What this task involves -> From the first line to the last, copy the data exactly.

Entries shown ->
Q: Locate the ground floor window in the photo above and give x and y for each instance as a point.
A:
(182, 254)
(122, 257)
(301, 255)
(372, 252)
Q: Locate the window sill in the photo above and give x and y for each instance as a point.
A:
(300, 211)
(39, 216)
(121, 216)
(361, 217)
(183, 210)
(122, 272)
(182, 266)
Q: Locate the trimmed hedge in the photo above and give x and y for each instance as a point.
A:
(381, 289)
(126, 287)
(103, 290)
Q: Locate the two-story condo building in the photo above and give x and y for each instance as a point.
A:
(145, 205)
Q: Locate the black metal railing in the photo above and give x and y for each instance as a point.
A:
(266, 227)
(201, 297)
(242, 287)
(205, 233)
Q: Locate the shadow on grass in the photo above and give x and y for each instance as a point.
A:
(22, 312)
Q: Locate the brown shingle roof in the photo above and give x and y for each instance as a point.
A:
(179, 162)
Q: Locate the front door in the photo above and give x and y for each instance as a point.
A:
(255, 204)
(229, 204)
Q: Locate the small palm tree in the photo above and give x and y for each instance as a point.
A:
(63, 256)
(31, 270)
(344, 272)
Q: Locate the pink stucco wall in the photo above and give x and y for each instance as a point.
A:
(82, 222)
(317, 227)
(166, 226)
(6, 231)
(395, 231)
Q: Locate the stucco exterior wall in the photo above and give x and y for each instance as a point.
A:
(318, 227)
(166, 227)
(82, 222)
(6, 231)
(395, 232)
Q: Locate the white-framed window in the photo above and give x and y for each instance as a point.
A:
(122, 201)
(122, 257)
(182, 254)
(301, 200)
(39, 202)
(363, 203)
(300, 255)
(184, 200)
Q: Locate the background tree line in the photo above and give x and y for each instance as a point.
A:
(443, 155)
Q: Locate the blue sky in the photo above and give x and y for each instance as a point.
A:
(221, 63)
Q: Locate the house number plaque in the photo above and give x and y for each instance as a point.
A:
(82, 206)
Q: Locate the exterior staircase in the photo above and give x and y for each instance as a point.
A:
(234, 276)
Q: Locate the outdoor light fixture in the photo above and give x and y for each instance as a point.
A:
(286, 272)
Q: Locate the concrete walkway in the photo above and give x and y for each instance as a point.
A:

Output ->
Q: Locate the ground floor window in the photo above and give x and y for each instance as a point.
A:
(182, 254)
(122, 257)
(301, 255)
(372, 252)
Q: Locate the window sill in the photo above and give x and y for each instance as a point.
A:
(300, 211)
(39, 216)
(121, 216)
(361, 217)
(183, 210)
(122, 272)
(182, 266)
Q: Locate the trimmed hedge in the photo above and give x and y for each instance as a point.
A:
(381, 289)
(126, 287)
(103, 290)
Q: Locate the two-story condo building in the photo above and give x and y for each instance as a point.
A:
(145, 205)
Q: Locate the black metal railing in the photo above and give x and y for each instance as a point.
A:
(266, 227)
(201, 297)
(242, 287)
(205, 233)
Q: Locate the shadow on grass in the photo above and give x and y for each instance as a point.
A:
(22, 312)
Q: Locate the brown shingle roof in the photo above and give x and y for each instance as a point.
A:
(179, 162)
Q: Locate the front door in the photo above and give x and y for each instance as a point.
A:
(255, 204)
(229, 204)
Q: Locate the small palm tree in the photo above and give x and y for each instance as a point.
A:
(63, 256)
(31, 270)
(344, 272)
Q: Locate the pink stucco wall in the photo above and give x and y for each instance as a point.
A:
(82, 222)
(317, 227)
(166, 226)
(6, 231)
(395, 231)
Q: Locate the stucco exterior wall in the photo above and give x and y for each instance as a point.
A:
(318, 227)
(166, 227)
(82, 222)
(6, 231)
(395, 232)
Q: Locate the white-framed window in the photo above and give x and y for each instance as a point.
A:
(122, 201)
(122, 257)
(182, 254)
(301, 200)
(39, 202)
(363, 203)
(300, 255)
(184, 200)
Q: Locate the background tree line in the photo above and give x and y for each instance as a point.
A:
(443, 155)
Q: Locate the blue sky in the photo above and give x and y for each instance as a point.
A:
(221, 63)
Q: Locate the house number plaque in the photo above and give x and y for each instance as a point.
A:
(82, 206)
Q: Locate the exterior staircase in the photo above and give x and y for each instance as a point.
A:
(234, 276)
Q: Locate the outdoor light fixture in the photo above and give x and y for each instance as a point.
A:
(286, 272)
Q: Locate the concrete walkway in the photo above and give x and y for each instance as a point.
A:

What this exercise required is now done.